=== Required actions ===
1 - Translate this sentence from the mailing list post into Spanish: "Case (a) actually reduces to case (b), so we only have to consider case (b)."
2 - How many lines of the records contain the string "crowd"? Case counts. Reply with the number only.
— start of Given text —
[R] A combinatorial assignment problem

Daniel Nordlund djnordlund at frontier.com
Thu May 1 10:29:41 CEST 2014




> -----Original Message-----
> From: r-help-bounces at r-project.org [mailto:r-help-bounces at r-project.org]
> On Behalf Of Daniel Nordlund
> Sent: Thursday, May 01, 2014 1:10 AM
> To: r-help at r-project.org
> Subject: Re: [R] A combinatorial assignment problem
> 
> > -----Original Message-----
> > From: r-help-bounces at r-project.org [mailto:r-help-bounces at r-project.org]
> > On Behalf Of Ravi Varadhan
> > Sent: Wednesday, April 30, 2014 10:49 AM
> > To: r-help at r-project.org
> > Subject: [R] A combinatorial assignment problem
> >
> > Hi,
> >
> > I have this problem:  K candidates apply for a job.  There are R
> referees
> > available to review their resumes and provide feedback.  Suppose that we
> > would like M referees to review each candidate (M < R).  How would I
> > assign candidates to referees (or, conversely, referees to candidates)?
> > There are two important cases:  (a) K > (R choose M) and (b) K < (R
> > chooses M).
> >
> > Case (a) actually reduces to case (b), so we only have to consider case
> > (b).  Without any other constraints, the problem is quite easy to solve.
> > Here is an example that shows this.
> >
> > require(gtools)
> > set.seed(12345)
— end of Given text —
— start of Source material —
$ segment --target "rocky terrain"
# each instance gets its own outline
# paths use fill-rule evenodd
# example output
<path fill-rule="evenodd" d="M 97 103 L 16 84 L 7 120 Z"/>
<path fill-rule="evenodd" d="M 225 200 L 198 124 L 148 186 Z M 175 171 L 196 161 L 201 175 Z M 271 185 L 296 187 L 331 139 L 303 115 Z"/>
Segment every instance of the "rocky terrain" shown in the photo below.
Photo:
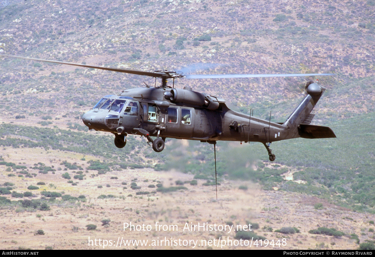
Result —
<path fill-rule="evenodd" d="M 318 79 L 327 90 L 313 123 L 338 136 L 275 143 L 272 164 L 260 144 L 218 143 L 216 200 L 212 146 L 171 140 L 156 154 L 144 139 L 129 136 L 119 149 L 112 135 L 82 124 L 102 96 L 153 79 L 2 57 L 3 248 L 189 249 L 184 240 L 212 240 L 195 248 L 214 249 L 219 238 L 249 235 L 265 249 L 373 245 L 374 11 L 373 0 L 0 1 L 0 54 L 189 74 L 334 73 L 176 85 L 262 118 L 272 111 L 272 120 L 281 122 L 303 98 L 306 81 Z M 130 222 L 168 229 L 124 230 Z M 183 230 L 198 223 L 259 228 L 242 235 Z M 178 231 L 170 231 L 174 225 Z M 320 227 L 342 235 L 309 233 Z M 89 245 L 89 237 L 108 245 Z M 119 239 L 183 244 L 119 247 Z"/>

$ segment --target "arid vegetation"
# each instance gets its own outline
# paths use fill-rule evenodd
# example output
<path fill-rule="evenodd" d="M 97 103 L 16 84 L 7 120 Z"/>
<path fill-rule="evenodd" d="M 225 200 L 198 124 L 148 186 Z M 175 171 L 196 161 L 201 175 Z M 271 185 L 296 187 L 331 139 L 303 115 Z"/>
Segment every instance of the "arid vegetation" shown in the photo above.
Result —
<path fill-rule="evenodd" d="M 217 239 L 227 235 L 132 233 L 123 223 L 183 227 L 251 220 L 254 231 L 228 237 L 286 238 L 280 249 L 374 249 L 373 0 L 0 4 L 0 53 L 190 74 L 334 73 L 176 85 L 223 97 L 236 111 L 252 108 L 262 118 L 272 111 L 272 120 L 282 122 L 303 98 L 306 79 L 318 78 L 327 90 L 313 123 L 329 126 L 338 137 L 273 143 L 272 163 L 260 144 L 218 143 L 217 201 L 212 145 L 167 140 L 157 153 L 144 138 L 129 136 L 119 149 L 112 135 L 82 123 L 102 96 L 144 81 L 153 85 L 153 79 L 2 58 L 4 248 L 98 249 L 88 246 L 88 237 L 112 235 Z"/>

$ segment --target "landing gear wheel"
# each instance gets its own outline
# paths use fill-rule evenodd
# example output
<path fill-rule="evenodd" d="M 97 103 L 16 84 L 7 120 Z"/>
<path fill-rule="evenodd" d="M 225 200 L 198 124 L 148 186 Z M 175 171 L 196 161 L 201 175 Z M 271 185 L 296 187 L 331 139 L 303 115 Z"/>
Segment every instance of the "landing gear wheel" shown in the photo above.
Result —
<path fill-rule="evenodd" d="M 126 138 L 124 135 L 116 135 L 115 136 L 115 145 L 117 148 L 123 148 L 126 144 Z"/>
<path fill-rule="evenodd" d="M 164 141 L 161 138 L 157 138 L 152 142 L 152 149 L 157 152 L 159 152 L 163 151 L 165 145 Z"/>
<path fill-rule="evenodd" d="M 267 151 L 268 152 L 268 155 L 270 157 L 270 160 L 271 161 L 273 161 L 275 160 L 275 159 L 276 158 L 276 156 L 272 153 L 272 150 L 270 149 L 269 146 L 267 145 L 267 144 L 265 143 L 263 143 L 263 144 L 266 146 L 266 149 L 267 149 Z"/>

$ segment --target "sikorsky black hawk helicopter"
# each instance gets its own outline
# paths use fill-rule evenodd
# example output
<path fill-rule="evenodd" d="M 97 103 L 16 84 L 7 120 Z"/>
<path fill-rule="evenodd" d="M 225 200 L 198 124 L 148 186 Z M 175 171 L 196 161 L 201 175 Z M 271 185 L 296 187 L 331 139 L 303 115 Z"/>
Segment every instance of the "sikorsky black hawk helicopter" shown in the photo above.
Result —
<path fill-rule="evenodd" d="M 297 137 L 336 137 L 327 127 L 311 125 L 310 114 L 326 90 L 310 81 L 306 84 L 307 95 L 284 123 L 274 123 L 231 110 L 225 100 L 195 91 L 190 88 L 175 88 L 174 80 L 188 79 L 257 78 L 327 76 L 331 74 L 184 75 L 166 70 L 144 72 L 25 57 L 0 56 L 74 65 L 161 78 L 160 86 L 128 89 L 118 95 L 102 98 L 82 117 L 89 129 L 109 132 L 115 135 L 115 145 L 125 146 L 129 134 L 144 136 L 156 152 L 163 151 L 167 137 L 200 140 L 214 144 L 217 141 L 256 142 L 266 147 L 270 160 L 275 155 L 270 148 L 273 142 Z M 167 80 L 173 79 L 172 87 Z M 251 112 L 251 111 L 250 111 Z M 153 139 L 152 136 L 156 137 Z M 216 159 L 216 150 L 215 150 Z M 216 160 L 215 160 L 216 161 Z M 216 161 L 215 161 L 216 164 Z"/>

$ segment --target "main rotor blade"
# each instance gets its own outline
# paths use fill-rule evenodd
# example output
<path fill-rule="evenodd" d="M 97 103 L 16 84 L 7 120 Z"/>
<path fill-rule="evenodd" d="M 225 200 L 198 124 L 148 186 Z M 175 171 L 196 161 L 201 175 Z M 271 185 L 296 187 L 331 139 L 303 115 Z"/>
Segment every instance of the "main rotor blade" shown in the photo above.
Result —
<path fill-rule="evenodd" d="M 303 77 L 310 76 L 332 76 L 331 73 L 310 73 L 296 74 L 218 74 L 216 75 L 188 75 L 187 79 L 226 79 L 235 78 L 267 78 L 269 77 Z"/>
<path fill-rule="evenodd" d="M 18 58 L 20 59 L 24 59 L 27 60 L 32 60 L 33 61 L 44 61 L 48 63 L 60 63 L 60 64 L 67 64 L 68 65 L 73 65 L 74 66 L 79 66 L 81 67 L 85 67 L 86 68 L 93 68 L 93 69 L 97 69 L 99 70 L 110 70 L 113 72 L 123 72 L 124 73 L 128 73 L 130 74 L 135 74 L 136 75 L 142 75 L 142 76 L 148 76 L 150 77 L 156 77 L 158 78 L 162 78 L 163 75 L 161 73 L 156 73 L 155 72 L 144 72 L 141 70 L 128 70 L 125 69 L 121 69 L 120 68 L 114 68 L 112 67 L 103 67 L 100 66 L 94 66 L 93 65 L 86 65 L 86 64 L 80 64 L 79 63 L 67 63 L 64 61 L 52 61 L 51 60 L 47 60 L 44 59 L 38 59 L 37 58 L 32 58 L 29 57 L 24 57 L 23 56 L 18 56 L 18 55 L 12 55 L 10 54 L 0 54 L 0 56 L 4 56 L 4 57 L 10 57 L 13 58 Z M 165 75 L 164 75 L 165 76 Z"/>

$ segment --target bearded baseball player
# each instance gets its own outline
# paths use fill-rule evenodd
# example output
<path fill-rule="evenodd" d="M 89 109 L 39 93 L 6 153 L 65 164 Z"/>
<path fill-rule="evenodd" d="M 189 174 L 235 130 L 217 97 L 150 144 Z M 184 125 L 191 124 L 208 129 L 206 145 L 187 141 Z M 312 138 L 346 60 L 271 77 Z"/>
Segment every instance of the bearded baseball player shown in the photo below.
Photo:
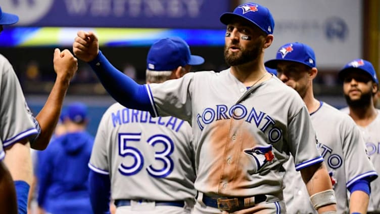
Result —
<path fill-rule="evenodd" d="M 275 59 L 265 65 L 276 68 L 278 78 L 298 92 L 307 107 L 315 129 L 317 146 L 335 191 L 337 212 L 366 213 L 370 183 L 377 177 L 377 174 L 368 158 L 364 140 L 353 120 L 314 98 L 313 80 L 318 70 L 313 49 L 302 43 L 287 44 L 278 49 Z M 299 185 L 302 178 L 294 169 L 293 162 L 287 161 L 284 167 L 284 198 L 288 212 L 316 212 L 307 197 L 307 190 Z M 347 191 L 350 193 L 349 198 Z"/>
<path fill-rule="evenodd" d="M 177 79 L 191 65 L 203 63 L 190 53 L 179 37 L 154 44 L 147 59 L 147 82 Z M 192 141 L 184 120 L 112 105 L 99 124 L 88 164 L 94 213 L 109 209 L 110 186 L 118 214 L 189 213 L 196 194 Z"/>
<path fill-rule="evenodd" d="M 373 105 L 378 90 L 378 80 L 370 62 L 357 59 L 349 62 L 339 72 L 343 81 L 343 93 L 349 108 L 349 115 L 361 131 L 367 150 L 377 172 L 380 172 L 380 110 Z M 371 182 L 368 213 L 380 213 L 380 180 Z"/>
<path fill-rule="evenodd" d="M 248 3 L 220 21 L 227 25 L 224 58 L 231 67 L 218 73 L 138 85 L 111 65 L 93 33 L 79 31 L 74 52 L 89 62 L 122 105 L 191 123 L 198 191 L 193 213 L 286 212 L 280 170 L 291 154 L 316 209 L 335 213 L 334 192 L 307 109 L 264 65 L 273 39 L 270 12 Z"/>

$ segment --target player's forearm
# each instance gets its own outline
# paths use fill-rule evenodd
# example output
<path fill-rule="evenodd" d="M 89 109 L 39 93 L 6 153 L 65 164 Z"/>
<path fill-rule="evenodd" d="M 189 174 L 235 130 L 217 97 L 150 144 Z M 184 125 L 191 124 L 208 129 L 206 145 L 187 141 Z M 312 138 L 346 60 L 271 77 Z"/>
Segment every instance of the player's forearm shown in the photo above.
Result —
<path fill-rule="evenodd" d="M 32 148 L 43 150 L 49 145 L 58 122 L 69 83 L 70 79 L 67 78 L 57 77 L 45 105 L 36 117 L 41 128 L 41 133 L 31 144 Z"/>
<path fill-rule="evenodd" d="M 88 63 L 102 84 L 118 102 L 128 108 L 153 112 L 145 86 L 137 84 L 114 67 L 102 52 Z"/>
<path fill-rule="evenodd" d="M 326 190 L 332 190 L 332 186 L 330 177 L 323 162 L 305 168 L 301 170 L 301 173 L 304 182 L 306 185 L 307 191 L 311 196 L 315 196 L 316 194 L 324 192 Z M 323 200 L 327 200 L 327 198 L 323 198 Z M 323 201 L 324 203 L 324 201 Z M 318 201 L 318 203 L 319 204 L 320 201 Z M 336 211 L 337 210 L 336 202 L 323 205 L 316 209 L 319 213 L 328 211 Z"/>
<path fill-rule="evenodd" d="M 355 191 L 350 196 L 350 213 L 367 213 L 369 196 L 364 192 Z"/>

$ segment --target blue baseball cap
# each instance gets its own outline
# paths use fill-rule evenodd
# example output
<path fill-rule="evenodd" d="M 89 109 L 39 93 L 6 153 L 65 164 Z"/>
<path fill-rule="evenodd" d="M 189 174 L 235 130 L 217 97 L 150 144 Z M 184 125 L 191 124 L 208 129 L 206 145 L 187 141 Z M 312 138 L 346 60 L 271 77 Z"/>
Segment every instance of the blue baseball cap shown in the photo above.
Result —
<path fill-rule="evenodd" d="M 87 118 L 87 106 L 83 103 L 76 102 L 67 106 L 65 116 L 74 122 L 78 123 Z"/>
<path fill-rule="evenodd" d="M 186 65 L 200 65 L 205 59 L 192 55 L 188 45 L 178 37 L 163 38 L 152 45 L 147 58 L 147 68 L 155 71 L 170 71 Z"/>
<path fill-rule="evenodd" d="M 276 54 L 276 58 L 265 62 L 266 66 L 276 68 L 280 61 L 299 62 L 310 68 L 316 66 L 315 54 L 313 49 L 306 44 L 299 42 L 288 43 L 281 46 Z"/>
<path fill-rule="evenodd" d="M 265 67 L 265 69 L 267 71 L 268 71 L 268 72 L 270 73 L 272 73 L 274 75 L 277 76 L 277 70 L 273 68 L 268 68 L 268 67 Z"/>
<path fill-rule="evenodd" d="M 0 25 L 13 24 L 18 21 L 18 16 L 10 13 L 4 13 L 0 7 Z"/>
<path fill-rule="evenodd" d="M 224 13 L 220 16 L 220 21 L 227 25 L 234 17 L 245 19 L 259 27 L 267 34 L 273 34 L 274 20 L 269 10 L 258 4 L 247 3 L 238 6 L 232 13 Z"/>
<path fill-rule="evenodd" d="M 351 70 L 358 71 L 365 71 L 371 76 L 372 80 L 378 84 L 378 79 L 376 75 L 376 71 L 372 65 L 372 63 L 362 59 L 357 59 L 347 63 L 343 68 L 339 71 L 338 76 L 341 80 L 344 79 L 345 74 L 347 72 Z"/>

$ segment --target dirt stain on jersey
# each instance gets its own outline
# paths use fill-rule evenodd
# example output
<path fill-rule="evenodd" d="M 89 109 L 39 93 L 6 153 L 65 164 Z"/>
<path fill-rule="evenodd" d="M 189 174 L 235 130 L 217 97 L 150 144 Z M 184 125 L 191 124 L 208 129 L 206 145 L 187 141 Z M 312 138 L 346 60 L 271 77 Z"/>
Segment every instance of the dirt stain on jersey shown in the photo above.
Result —
<path fill-rule="evenodd" d="M 251 160 L 243 150 L 256 145 L 249 124 L 243 120 L 222 120 L 213 124 L 211 151 L 217 161 L 209 172 L 209 184 L 218 194 L 244 195 L 249 186 L 248 166 Z M 214 188 L 215 187 L 215 188 Z"/>

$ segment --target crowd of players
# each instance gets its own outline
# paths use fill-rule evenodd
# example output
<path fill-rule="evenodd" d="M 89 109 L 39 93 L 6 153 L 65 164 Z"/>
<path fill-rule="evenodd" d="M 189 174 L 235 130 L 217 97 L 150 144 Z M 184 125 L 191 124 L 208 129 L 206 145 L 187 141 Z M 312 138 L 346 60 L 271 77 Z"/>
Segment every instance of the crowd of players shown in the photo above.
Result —
<path fill-rule="evenodd" d="M 0 14 L 1 25 L 17 21 Z M 339 71 L 348 106 L 339 111 L 314 96 L 317 57 L 307 44 L 284 44 L 264 63 L 274 34 L 268 9 L 245 4 L 220 21 L 230 68 L 190 72 L 204 59 L 180 38 L 163 38 L 149 50 L 144 85 L 111 64 L 95 34 L 78 32 L 75 56 L 118 102 L 94 139 L 85 106 L 61 112 L 77 69 L 68 50 L 55 51 L 55 88 L 36 118 L 0 58 L 0 212 L 27 212 L 32 148 L 44 150 L 34 167 L 40 213 L 380 213 L 371 194 L 380 188 L 380 116 L 370 62 Z M 58 127 L 64 133 L 51 141 Z"/>

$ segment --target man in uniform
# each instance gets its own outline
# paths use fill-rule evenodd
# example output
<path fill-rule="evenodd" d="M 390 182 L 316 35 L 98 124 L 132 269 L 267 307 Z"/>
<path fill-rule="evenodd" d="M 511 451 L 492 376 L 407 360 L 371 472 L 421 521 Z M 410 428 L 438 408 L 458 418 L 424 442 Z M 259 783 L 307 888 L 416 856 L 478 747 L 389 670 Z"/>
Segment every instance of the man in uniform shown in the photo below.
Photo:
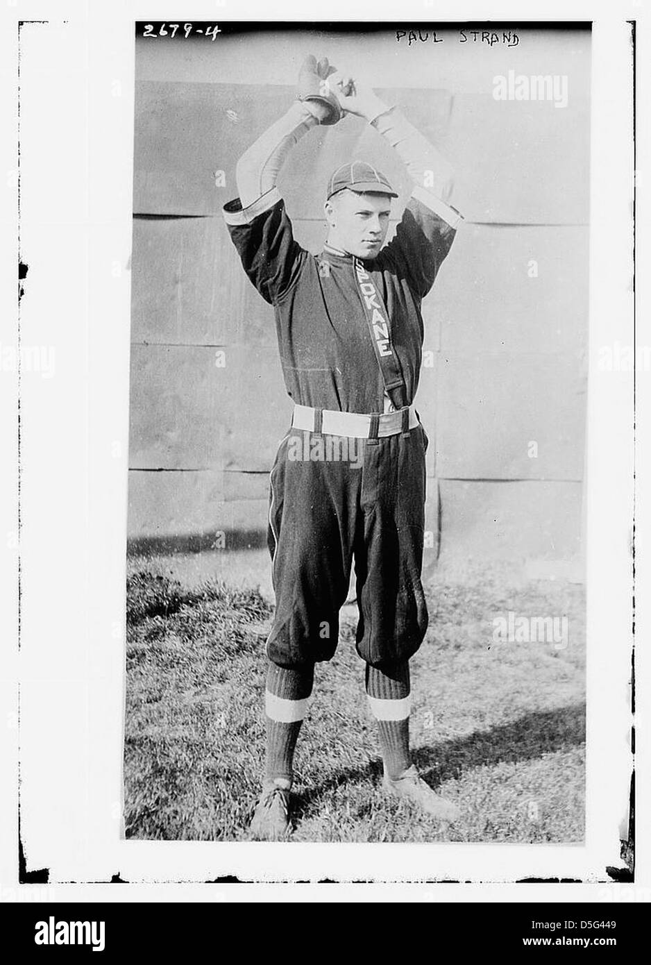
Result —
<path fill-rule="evenodd" d="M 396 193 L 372 164 L 341 165 L 328 180 L 328 234 L 313 256 L 293 237 L 277 177 L 300 138 L 346 113 L 389 141 L 414 188 L 383 246 Z M 420 302 L 461 220 L 448 204 L 449 166 L 396 107 L 311 56 L 296 102 L 243 154 L 236 179 L 239 198 L 225 205 L 225 219 L 244 270 L 274 306 L 294 402 L 271 472 L 276 612 L 266 645 L 266 768 L 252 838 L 278 841 L 291 831 L 294 748 L 314 664 L 337 647 L 353 558 L 356 648 L 378 725 L 383 786 L 453 820 L 456 806 L 425 784 L 409 756 L 409 659 L 427 627 L 420 582 L 427 439 L 412 401 Z"/>

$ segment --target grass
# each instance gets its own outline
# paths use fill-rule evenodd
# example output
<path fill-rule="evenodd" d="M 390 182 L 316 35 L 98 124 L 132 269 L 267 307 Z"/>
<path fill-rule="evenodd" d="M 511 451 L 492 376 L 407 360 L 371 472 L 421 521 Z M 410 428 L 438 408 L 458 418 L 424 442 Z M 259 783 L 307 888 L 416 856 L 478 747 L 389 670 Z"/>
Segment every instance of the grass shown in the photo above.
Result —
<path fill-rule="evenodd" d="M 127 583 L 125 823 L 129 838 L 246 841 L 263 766 L 264 641 L 272 606 L 222 580 L 156 566 Z M 412 660 L 413 756 L 463 818 L 445 827 L 380 788 L 381 761 L 342 616 L 316 668 L 296 754 L 294 841 L 577 842 L 583 837 L 583 588 L 437 576 Z M 569 646 L 493 641 L 511 610 L 567 616 Z"/>

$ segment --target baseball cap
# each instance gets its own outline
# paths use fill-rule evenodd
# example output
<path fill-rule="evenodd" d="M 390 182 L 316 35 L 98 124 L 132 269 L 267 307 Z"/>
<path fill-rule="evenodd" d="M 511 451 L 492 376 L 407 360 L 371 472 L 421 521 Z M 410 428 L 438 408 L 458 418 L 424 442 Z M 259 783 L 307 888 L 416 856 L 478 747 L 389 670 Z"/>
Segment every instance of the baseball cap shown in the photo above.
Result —
<path fill-rule="evenodd" d="M 341 164 L 328 179 L 328 191 L 326 200 L 332 198 L 338 191 L 344 188 L 350 191 L 372 191 L 376 194 L 388 194 L 392 198 L 397 198 L 397 192 L 393 190 L 385 176 L 372 164 L 366 161 L 350 161 Z"/>

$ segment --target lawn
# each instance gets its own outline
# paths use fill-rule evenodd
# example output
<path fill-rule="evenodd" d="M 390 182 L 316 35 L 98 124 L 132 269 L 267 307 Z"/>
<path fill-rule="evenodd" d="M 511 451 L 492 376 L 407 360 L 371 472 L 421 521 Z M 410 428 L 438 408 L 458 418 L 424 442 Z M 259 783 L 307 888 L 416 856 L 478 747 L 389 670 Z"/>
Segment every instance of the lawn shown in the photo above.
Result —
<path fill-rule="evenodd" d="M 183 580 L 164 560 L 129 568 L 126 835 L 246 841 L 263 766 L 268 594 L 236 579 Z M 430 626 L 412 660 L 413 754 L 462 818 L 442 826 L 384 796 L 347 607 L 298 744 L 293 840 L 582 841 L 583 588 L 482 570 L 440 573 L 427 594 Z M 496 643 L 493 621 L 509 611 L 566 616 L 568 646 Z"/>

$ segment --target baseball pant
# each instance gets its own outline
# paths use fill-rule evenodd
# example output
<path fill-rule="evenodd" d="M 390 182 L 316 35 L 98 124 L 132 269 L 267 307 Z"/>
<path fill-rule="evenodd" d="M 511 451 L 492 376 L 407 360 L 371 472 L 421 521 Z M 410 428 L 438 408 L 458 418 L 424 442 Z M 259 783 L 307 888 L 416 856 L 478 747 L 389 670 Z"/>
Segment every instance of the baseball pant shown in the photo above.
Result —
<path fill-rule="evenodd" d="M 273 663 L 299 668 L 334 655 L 353 556 L 359 655 L 380 667 L 418 650 L 427 629 L 426 448 L 421 426 L 373 441 L 291 428 L 282 441 L 269 496 Z"/>

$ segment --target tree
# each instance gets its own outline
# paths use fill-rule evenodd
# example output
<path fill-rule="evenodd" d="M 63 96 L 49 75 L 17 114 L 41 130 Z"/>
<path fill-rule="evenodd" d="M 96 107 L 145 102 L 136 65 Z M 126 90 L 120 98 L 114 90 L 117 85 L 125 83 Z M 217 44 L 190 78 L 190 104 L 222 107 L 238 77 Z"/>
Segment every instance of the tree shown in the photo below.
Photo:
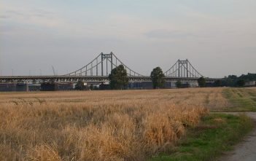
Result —
<path fill-rule="evenodd" d="M 123 65 L 113 68 L 109 75 L 111 89 L 122 90 L 125 89 L 128 84 L 127 71 Z"/>
<path fill-rule="evenodd" d="M 158 66 L 151 71 L 150 77 L 153 84 L 153 88 L 161 88 L 164 87 L 164 74 L 162 69 Z"/>
<path fill-rule="evenodd" d="M 236 82 L 236 85 L 238 87 L 243 87 L 245 85 L 245 81 L 244 79 L 239 79 Z"/>
<path fill-rule="evenodd" d="M 217 79 L 214 82 L 214 86 L 215 87 L 221 87 L 222 86 L 222 82 L 220 79 Z"/>
<path fill-rule="evenodd" d="M 85 85 L 85 83 L 82 82 L 82 81 L 78 82 L 74 87 L 74 89 L 77 90 L 83 90 L 85 88 L 86 88 L 86 86 Z"/>
<path fill-rule="evenodd" d="M 198 82 L 200 87 L 203 87 L 206 86 L 206 79 L 203 76 L 198 79 Z"/>
<path fill-rule="evenodd" d="M 177 82 L 176 82 L 175 85 L 176 85 L 176 87 L 177 88 L 182 87 L 182 82 L 180 82 L 180 80 L 178 80 Z"/>

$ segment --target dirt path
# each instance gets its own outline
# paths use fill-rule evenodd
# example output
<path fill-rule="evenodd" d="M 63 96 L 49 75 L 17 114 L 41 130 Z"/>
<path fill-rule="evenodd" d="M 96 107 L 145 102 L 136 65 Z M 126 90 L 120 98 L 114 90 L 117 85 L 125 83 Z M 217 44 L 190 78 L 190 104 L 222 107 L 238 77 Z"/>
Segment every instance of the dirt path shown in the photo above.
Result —
<path fill-rule="evenodd" d="M 229 114 L 237 114 L 238 113 L 229 112 Z M 252 117 L 255 122 L 256 127 L 256 112 L 246 112 Z M 227 153 L 221 157 L 219 161 L 255 161 L 256 160 L 256 128 L 247 136 L 244 141 L 235 146 L 235 149 Z"/>

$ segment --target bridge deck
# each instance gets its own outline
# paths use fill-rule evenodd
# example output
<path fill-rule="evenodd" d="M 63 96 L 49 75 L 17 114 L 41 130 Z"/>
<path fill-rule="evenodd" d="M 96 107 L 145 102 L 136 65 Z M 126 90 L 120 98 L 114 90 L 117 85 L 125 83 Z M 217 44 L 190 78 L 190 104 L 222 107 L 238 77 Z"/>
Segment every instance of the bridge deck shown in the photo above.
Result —
<path fill-rule="evenodd" d="M 149 76 L 128 76 L 130 82 L 151 82 Z M 166 81 L 181 81 L 181 82 L 197 82 L 197 77 L 172 77 L 166 76 Z M 207 82 L 213 82 L 218 78 L 206 78 Z M 0 82 L 106 82 L 109 77 L 106 76 L 0 76 Z"/>

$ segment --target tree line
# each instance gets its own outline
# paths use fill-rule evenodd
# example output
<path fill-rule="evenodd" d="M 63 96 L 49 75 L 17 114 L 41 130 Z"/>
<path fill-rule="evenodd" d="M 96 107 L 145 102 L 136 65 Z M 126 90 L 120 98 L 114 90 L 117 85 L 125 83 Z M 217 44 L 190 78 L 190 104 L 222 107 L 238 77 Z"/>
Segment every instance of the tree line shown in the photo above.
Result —
<path fill-rule="evenodd" d="M 163 73 L 162 69 L 158 66 L 152 71 L 150 74 L 151 80 L 152 82 L 152 87 L 154 89 L 164 88 L 165 87 L 165 76 Z M 100 89 L 112 89 L 112 90 L 123 90 L 127 89 L 128 85 L 128 77 L 127 71 L 123 65 L 120 65 L 116 68 L 113 68 L 109 75 L 109 86 L 105 87 L 106 85 L 102 84 L 100 85 Z M 214 87 L 243 87 L 245 83 L 249 81 L 256 80 L 256 74 L 249 73 L 247 75 L 241 75 L 237 76 L 235 75 L 230 75 L 228 76 L 225 76 L 222 79 L 218 79 L 214 82 L 213 86 Z M 198 86 L 203 87 L 206 86 L 206 78 L 200 77 L 198 79 Z M 177 88 L 187 87 L 185 86 L 182 82 L 177 81 L 176 83 L 176 87 Z M 85 89 L 85 85 L 82 82 L 79 82 L 76 85 L 77 90 Z M 93 86 L 91 85 L 89 89 L 93 90 Z"/>

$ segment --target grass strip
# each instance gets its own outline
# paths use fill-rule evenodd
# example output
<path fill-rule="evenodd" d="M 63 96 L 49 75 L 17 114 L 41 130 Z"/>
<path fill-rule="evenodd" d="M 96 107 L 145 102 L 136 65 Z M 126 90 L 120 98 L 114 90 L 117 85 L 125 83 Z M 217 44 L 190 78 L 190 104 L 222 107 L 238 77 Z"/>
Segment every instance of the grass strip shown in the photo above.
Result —
<path fill-rule="evenodd" d="M 231 150 L 233 145 L 252 130 L 253 125 L 245 114 L 211 114 L 203 117 L 198 126 L 188 129 L 187 136 L 177 146 L 150 160 L 214 160 L 224 152 Z"/>
<path fill-rule="evenodd" d="M 256 93 L 247 88 L 225 88 L 224 96 L 232 104 L 227 111 L 256 111 Z"/>

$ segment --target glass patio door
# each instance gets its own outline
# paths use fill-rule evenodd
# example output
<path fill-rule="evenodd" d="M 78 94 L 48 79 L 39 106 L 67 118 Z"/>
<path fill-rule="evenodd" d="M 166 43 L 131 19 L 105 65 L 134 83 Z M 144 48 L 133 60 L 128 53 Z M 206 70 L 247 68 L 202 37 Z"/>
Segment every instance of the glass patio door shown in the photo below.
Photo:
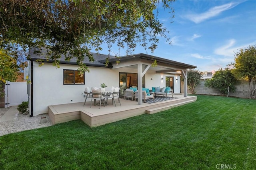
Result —
<path fill-rule="evenodd" d="M 173 77 L 165 77 L 166 86 L 170 87 L 172 89 L 173 89 Z"/>
<path fill-rule="evenodd" d="M 145 75 L 142 77 L 142 87 L 145 87 Z M 119 72 L 120 96 L 123 97 L 124 90 L 132 86 L 138 87 L 138 74 Z"/>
— end of Source material —
=== Solutions to the tasks ===
1 - El caso (a) en realidad se reduce al caso (b), así que solo tenemos que considerar el caso (b).

2 - 2